Research Interests

Effects of individual differences on higher-level processes

Broadly, I am interested in understanding how individual variation, especially in physiological state (e.g., energy, age, egg load, etc.), affects population- and community-level processes. I consider how individuals make behavioural decisions (mechanisms) as well as their outcomes.

I use a combination of theoretical and experimental approaches, encompassing field and lab work together with mathematical modeling and analysis.

Current Research

Habitat selection decisions of individuals and effects on population-level processes

Under the supervision of Bernie Roitberg (Simon Fraser University) and Chao Li (Canadian Forest Service) my doctoral thesis considers how both energy and time constraints affect habitat selection decisions of individuals. I specifically consider how these constraints modulate habitat (i.e., host) selection in mountain pine beetle (MPB) and the resulting attack distributions of MPB in pine forests.

Successful mating and reproduction in this bark beetle species is contingent on successful search and colonization of host trees, which involves coordinated ‘mass attack’ required to overwhelm the host tree’s defences. Thus, an individual’s host selection decision policy must incorporate assessments of habitat resource quality, host defensive capability, and expected conspecific attack densities. Timing of attack and individual energy (lipid) reserves are further expected to modulate individual decisions.
========================================================================
What to produce
Continue the research statement on mountain pine beetle host selection, picking up after its final sentence.

[Stored rows]
========================================================================
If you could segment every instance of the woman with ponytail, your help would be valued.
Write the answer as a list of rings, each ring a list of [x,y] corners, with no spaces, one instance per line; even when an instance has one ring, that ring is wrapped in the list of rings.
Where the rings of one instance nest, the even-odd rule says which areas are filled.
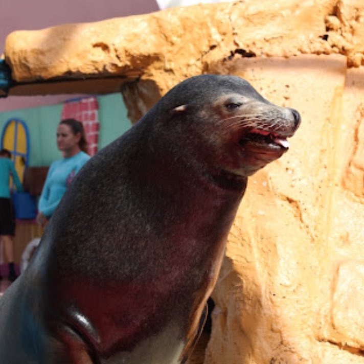
[[[57,129],[57,146],[63,157],[54,162],[48,171],[38,204],[37,221],[45,226],[76,173],[89,159],[82,123],[62,120]]]

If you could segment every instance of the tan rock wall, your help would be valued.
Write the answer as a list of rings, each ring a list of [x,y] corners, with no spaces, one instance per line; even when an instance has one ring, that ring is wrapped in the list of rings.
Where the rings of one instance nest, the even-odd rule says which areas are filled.
[[[214,292],[205,364],[364,363],[364,67],[346,61],[230,65],[303,122],[289,151],[249,179]]]
[[[203,72],[243,77],[301,112],[289,151],[250,178],[204,364],[364,363],[363,54],[362,0],[173,9],[16,32],[6,48],[27,92],[123,85],[133,121]]]

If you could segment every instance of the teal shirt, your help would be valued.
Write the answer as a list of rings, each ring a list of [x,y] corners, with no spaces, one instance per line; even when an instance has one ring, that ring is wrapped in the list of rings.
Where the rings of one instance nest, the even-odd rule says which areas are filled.
[[[9,158],[0,157],[0,197],[10,198],[10,189],[9,184],[10,175],[18,192],[21,192],[22,186],[19,180],[19,176],[14,167],[14,163]]]
[[[51,165],[38,206],[45,216],[52,216],[74,177],[89,158],[88,154],[79,152]]]

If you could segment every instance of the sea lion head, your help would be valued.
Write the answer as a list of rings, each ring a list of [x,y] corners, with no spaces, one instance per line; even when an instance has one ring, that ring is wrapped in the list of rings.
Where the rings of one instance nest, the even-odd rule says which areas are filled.
[[[158,104],[162,127],[174,128],[175,149],[215,175],[246,177],[281,157],[300,113],[264,99],[236,76],[203,75],[188,79]],[[163,125],[162,125],[163,124]]]

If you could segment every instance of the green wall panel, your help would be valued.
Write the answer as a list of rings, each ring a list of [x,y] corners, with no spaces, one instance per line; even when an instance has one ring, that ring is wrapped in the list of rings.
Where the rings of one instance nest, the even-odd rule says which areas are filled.
[[[120,94],[98,97],[100,132],[99,149],[107,145],[131,126]],[[49,166],[61,157],[57,148],[56,133],[61,120],[62,104],[0,112],[0,131],[9,119],[24,121],[29,130],[29,166]]]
========================================================================
Task result
Theoretical implementation of bark beetle genetic control

Selfish genetic elements have the potential to drastically reduce the fitness of a pest population via meoitic drive. I evaluate the theoretical potential for such a mechanism to maintain beetle populations below outbreak levels by coupling classic analytical population dynamics and population genetics models incorporating this genetic control element, within a spatially explicit simulation model of beetle infestation across a forest landscape.

Temperature-Dependent Community Dynamics

Working with Bernie Roitberg (SFU), Erin Udal (SFU), and Franz Simon (SFU), we are developing a temperature-dependent tritrophic community model of a plant, herbivore, and predator system. We are examining the effects of temperature changes and refugia on the dynamics and stability of such systems. We are following up with experiments to test the outcomes of the models.

Evolution of Omnivory in a Community Context

We developed an evolutionary simulation model to consider the feeding strategies (broadly classified as three feeding types: herbivores, omnivores, and carnivores) of a community of individuals and explore how the intrinsic properties of these foragers and extrinsic characteristics of their environment determine the prevalence of omnivores and other feeding types.